(Entries from a point annotation set)
-*-*-

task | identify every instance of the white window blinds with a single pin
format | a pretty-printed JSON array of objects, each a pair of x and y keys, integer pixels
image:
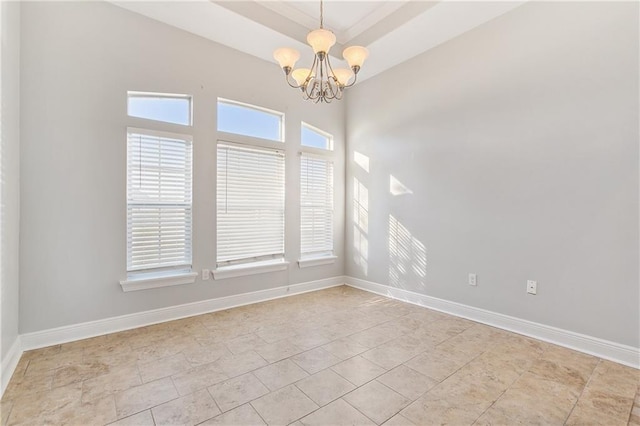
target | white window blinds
[
  {"x": 158, "y": 200},
  {"x": 250, "y": 204},
  {"x": 316, "y": 206}
]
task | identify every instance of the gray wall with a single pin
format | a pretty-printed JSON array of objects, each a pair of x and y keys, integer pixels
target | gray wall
[
  {"x": 10, "y": 179},
  {"x": 517, "y": 145},
  {"x": 78, "y": 61}
]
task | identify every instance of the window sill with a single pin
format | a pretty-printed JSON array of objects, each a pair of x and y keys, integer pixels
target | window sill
[
  {"x": 249, "y": 269},
  {"x": 316, "y": 261},
  {"x": 145, "y": 282}
]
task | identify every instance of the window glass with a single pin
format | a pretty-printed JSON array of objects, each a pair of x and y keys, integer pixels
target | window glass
[
  {"x": 250, "y": 204},
  {"x": 247, "y": 120},
  {"x": 316, "y": 206},
  {"x": 154, "y": 106},
  {"x": 315, "y": 138},
  {"x": 159, "y": 206}
]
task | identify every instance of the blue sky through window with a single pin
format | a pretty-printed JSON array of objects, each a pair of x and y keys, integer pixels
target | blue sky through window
[
  {"x": 244, "y": 120},
  {"x": 161, "y": 108}
]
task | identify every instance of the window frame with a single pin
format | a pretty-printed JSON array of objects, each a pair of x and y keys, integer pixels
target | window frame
[
  {"x": 320, "y": 258},
  {"x": 230, "y": 269},
  {"x": 248, "y": 139},
  {"x": 162, "y": 276},
  {"x": 135, "y": 93}
]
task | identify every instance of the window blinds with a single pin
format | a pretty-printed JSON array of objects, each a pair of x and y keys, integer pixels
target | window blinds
[
  {"x": 158, "y": 201},
  {"x": 316, "y": 206},
  {"x": 250, "y": 204}
]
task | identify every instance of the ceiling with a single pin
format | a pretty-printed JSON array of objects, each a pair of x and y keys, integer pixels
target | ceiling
[{"x": 393, "y": 31}]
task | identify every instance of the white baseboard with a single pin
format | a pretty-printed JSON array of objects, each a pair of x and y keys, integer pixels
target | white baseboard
[
  {"x": 54, "y": 336},
  {"x": 612, "y": 351},
  {"x": 9, "y": 364}
]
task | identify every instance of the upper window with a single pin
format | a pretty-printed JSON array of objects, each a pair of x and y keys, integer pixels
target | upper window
[
  {"x": 248, "y": 120},
  {"x": 160, "y": 107},
  {"x": 158, "y": 200},
  {"x": 316, "y": 138}
]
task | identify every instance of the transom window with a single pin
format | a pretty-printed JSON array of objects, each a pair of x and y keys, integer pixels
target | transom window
[
  {"x": 168, "y": 108},
  {"x": 316, "y": 138},
  {"x": 248, "y": 120}
]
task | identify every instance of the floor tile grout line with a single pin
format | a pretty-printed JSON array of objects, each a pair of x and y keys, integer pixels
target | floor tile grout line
[{"x": 582, "y": 392}]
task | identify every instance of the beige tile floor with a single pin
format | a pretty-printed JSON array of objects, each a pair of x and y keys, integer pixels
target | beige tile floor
[{"x": 333, "y": 357}]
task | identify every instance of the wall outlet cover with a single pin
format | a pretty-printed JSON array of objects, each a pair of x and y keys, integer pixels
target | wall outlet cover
[{"x": 532, "y": 287}]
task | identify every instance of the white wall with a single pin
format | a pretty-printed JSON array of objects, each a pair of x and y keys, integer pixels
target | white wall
[
  {"x": 10, "y": 175},
  {"x": 519, "y": 142},
  {"x": 78, "y": 61}
]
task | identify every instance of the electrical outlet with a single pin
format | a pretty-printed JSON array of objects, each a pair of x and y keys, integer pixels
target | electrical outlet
[
  {"x": 532, "y": 287},
  {"x": 472, "y": 279}
]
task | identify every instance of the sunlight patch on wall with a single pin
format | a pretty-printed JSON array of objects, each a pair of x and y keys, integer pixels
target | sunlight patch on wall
[
  {"x": 360, "y": 225},
  {"x": 397, "y": 188},
  {"x": 407, "y": 256},
  {"x": 361, "y": 160}
]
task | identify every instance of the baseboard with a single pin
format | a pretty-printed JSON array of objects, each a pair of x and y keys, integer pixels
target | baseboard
[
  {"x": 605, "y": 349},
  {"x": 85, "y": 330},
  {"x": 9, "y": 364}
]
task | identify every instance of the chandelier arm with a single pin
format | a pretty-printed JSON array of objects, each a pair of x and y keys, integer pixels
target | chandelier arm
[
  {"x": 288, "y": 80},
  {"x": 336, "y": 87},
  {"x": 355, "y": 78}
]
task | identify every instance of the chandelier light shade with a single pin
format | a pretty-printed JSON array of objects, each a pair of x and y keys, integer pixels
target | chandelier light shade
[{"x": 321, "y": 83}]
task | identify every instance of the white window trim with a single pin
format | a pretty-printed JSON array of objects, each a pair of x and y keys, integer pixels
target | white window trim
[
  {"x": 157, "y": 280},
  {"x": 153, "y": 279},
  {"x": 329, "y": 155},
  {"x": 308, "y": 262},
  {"x": 252, "y": 268}
]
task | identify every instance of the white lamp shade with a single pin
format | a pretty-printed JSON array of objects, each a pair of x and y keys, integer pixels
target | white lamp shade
[
  {"x": 343, "y": 75},
  {"x": 286, "y": 57},
  {"x": 355, "y": 55},
  {"x": 321, "y": 40},
  {"x": 300, "y": 75}
]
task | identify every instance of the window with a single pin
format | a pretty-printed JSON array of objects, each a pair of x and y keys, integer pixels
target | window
[
  {"x": 250, "y": 204},
  {"x": 316, "y": 206},
  {"x": 316, "y": 200},
  {"x": 316, "y": 138},
  {"x": 160, "y": 107},
  {"x": 158, "y": 201},
  {"x": 248, "y": 120}
]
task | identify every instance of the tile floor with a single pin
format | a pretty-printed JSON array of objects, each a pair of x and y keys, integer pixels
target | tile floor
[{"x": 334, "y": 357}]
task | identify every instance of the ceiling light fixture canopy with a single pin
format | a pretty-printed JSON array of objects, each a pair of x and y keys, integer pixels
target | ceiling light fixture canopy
[{"x": 321, "y": 83}]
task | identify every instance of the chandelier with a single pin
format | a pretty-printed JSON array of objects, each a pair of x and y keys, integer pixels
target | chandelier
[{"x": 321, "y": 83}]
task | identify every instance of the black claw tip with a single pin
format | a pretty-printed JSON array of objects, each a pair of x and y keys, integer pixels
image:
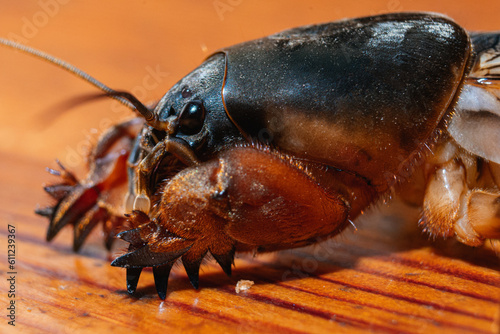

-*-*-

■ **Given task**: Repeat the listing above line for line, leaving out the pictures.

■ **Expected answer**:
task | identify every instance of the white window blinds with a single pin
format | a pretty-printed JSON array of objects, each a pair of x and y keys, integer pixels
image:
target | white window blinds
[
  {"x": 158, "y": 200},
  {"x": 250, "y": 204},
  {"x": 316, "y": 206}
]
task | identify every instance of the gray wall with a single pin
format | a pretty-printed JSON array of objects, each a pair of x and y keys, integer pixels
target | gray wall
[
  {"x": 10, "y": 179},
  {"x": 517, "y": 145},
  {"x": 78, "y": 61}
]
task | identify every instance of the window sill with a single pin
format | a pretty-printed JSON array of objects, each a pair of x and y keys, integer pixels
target | window sill
[
  {"x": 249, "y": 269},
  {"x": 316, "y": 261},
  {"x": 145, "y": 282}
]
task | identify every instance of the window glass with a single pin
format | a pretty-printed JSON array of objects, each a pair of x and y keys, integer pixels
target | window glass
[
  {"x": 250, "y": 204},
  {"x": 247, "y": 120},
  {"x": 316, "y": 206},
  {"x": 154, "y": 106},
  {"x": 315, "y": 138},
  {"x": 159, "y": 206}
]
task | identify every instance of the blue sky through window with a single pin
format | a pretty-printed JSON array of objects, each a pair of x and y keys, integer pixels
target | blue sky through window
[
  {"x": 244, "y": 120},
  {"x": 161, "y": 108}
]
task | identify every instance of the window frame with a single pin
format | a pretty-printed JSON array of objects, each a pair of x and y keys, integer pixels
target | window frame
[
  {"x": 320, "y": 258},
  {"x": 230, "y": 269},
  {"x": 248, "y": 139},
  {"x": 162, "y": 276},
  {"x": 135, "y": 93}
]
task | identify every instance of the window blinds with a single pin
format | a pretty-printed JSON array of objects, each a pair of x and y keys, integer pixels
target | window blinds
[
  {"x": 158, "y": 201},
  {"x": 316, "y": 206},
  {"x": 250, "y": 204}
]
task | identify every instance of the ceiling with a single pin
format | a pretty-printed JSON array of objects, each a pair of x and y keys, integer pixels
target | ceiling
[{"x": 393, "y": 31}]
task | identify every instance of the white baseboard with a single pin
format | a pretty-printed JSON array of objects, each a pair of x and y keys, integer pixels
target | white baseboard
[
  {"x": 54, "y": 336},
  {"x": 612, "y": 351},
  {"x": 9, "y": 364}
]
task | identify every instance of the upper window with a single pin
format | a pretty-printed JSON array of objects, each a pair of x and y keys, integer pixels
target | upper window
[
  {"x": 248, "y": 120},
  {"x": 160, "y": 107},
  {"x": 158, "y": 200},
  {"x": 316, "y": 138}
]
task | identify every instance of the transom window with a single pin
format | a pretty-printed JSON array of objects, each a pair of x and y keys, integer pixels
target | transom window
[
  {"x": 168, "y": 108},
  {"x": 316, "y": 138},
  {"x": 248, "y": 120}
]
task | identify every instance of the floor tile grout line with a single pin
format | a pretty-printed JSON array of objects, each a pair of x and y keys, integer pixels
target | floor tile grout line
[{"x": 582, "y": 392}]
task | identify every instance of the beige tile floor with a single pin
format | a pretty-printed JSON array of objects, each a pair of x and y keys, integer pixels
target | beige tile floor
[{"x": 333, "y": 357}]
task | identify every instance of the wall outlet cover with a single pin
format | a pretty-printed JSON array of objects, each a pair of x and y keys, integer pixels
target | wall outlet cover
[{"x": 532, "y": 287}]
task | identify every instance of the white wall with a single pin
format | a pretty-printed JSON array of objects, each a pair of x and y keys, integer pixels
target | white wall
[
  {"x": 10, "y": 175},
  {"x": 519, "y": 142},
  {"x": 78, "y": 61}
]
task | identify every instance of the electrical outlet with a single pin
format | a pretty-printed JSON array of objects, each a pair of x and y keys, integer pixels
target | electrical outlet
[
  {"x": 532, "y": 287},
  {"x": 472, "y": 279}
]
task | identify every instance of the sunlight patch on wall with a single pin
format | a pretty-printed JSON array of objects, each a pair of x and y keys, integer pixels
target | sunlight patch on wall
[
  {"x": 360, "y": 225},
  {"x": 397, "y": 188},
  {"x": 407, "y": 256},
  {"x": 361, "y": 160}
]
task | identify every instance of the baseboard with a single pin
format | a pretty-printed JSON array of objects, each a pair of x and y keys, integer pixels
target | baseboard
[
  {"x": 605, "y": 349},
  {"x": 85, "y": 330},
  {"x": 9, "y": 364}
]
task | identify every instance of the chandelier arm with a single pin
format | a pretty-printed JSON array of objects, each a pair of x and y keys, integer pixels
target | chandelier arm
[
  {"x": 288, "y": 80},
  {"x": 336, "y": 87},
  {"x": 355, "y": 78}
]
task | identify every instance of the chandelier light shade with a single pin
format | a pretty-printed JSON array of objects, each a pair of x and y keys, integer pixels
target | chandelier light shade
[{"x": 321, "y": 83}]
task | identify every instance of the white window trim with a single pin
format | a pretty-printed JSON array of objects, each a pair of x and y keys, integer pixels
target | white window trim
[
  {"x": 157, "y": 280},
  {"x": 153, "y": 279},
  {"x": 329, "y": 155},
  {"x": 308, "y": 262},
  {"x": 252, "y": 268}
]
task | identify every instance of the white lamp shade with a single pin
format | a pretty-printed JSON array of objects, each a pair of x and y keys, integer pixels
target | white lamp shade
[
  {"x": 343, "y": 75},
  {"x": 286, "y": 57},
  {"x": 355, "y": 55},
  {"x": 321, "y": 40},
  {"x": 300, "y": 75}
]
task | identify every instance of the window with a single pin
format | a pretty-printed JSON array of objects, each a pair of x and y keys, integer pixels
target | window
[
  {"x": 250, "y": 204},
  {"x": 316, "y": 206},
  {"x": 316, "y": 200},
  {"x": 316, "y": 138},
  {"x": 160, "y": 107},
  {"x": 158, "y": 201},
  {"x": 248, "y": 120}
]
task | identify every instance of the tile floor with a single pin
format | a pretty-printed JSON array of objects, each a pair of x and y keys, integer pixels
target | tile floor
[{"x": 334, "y": 357}]
task | identify every instance of the ceiling light fixture canopy with a single pin
format | a pretty-printed JSON array of objects, each a pair of x and y keys, integer pixels
target | ceiling light fixture canopy
[{"x": 321, "y": 83}]
task | identify every instance of the chandelier with a single pin
format | a pretty-printed JSON array of objects, each a pair of x and y keys, integer pixels
target | chandelier
[{"x": 321, "y": 83}]
task | identify every instance of the black claw tip with a single pin
format | a pretty-printed JSON array of objects, each a pair of x and y keys, integer pixels
image:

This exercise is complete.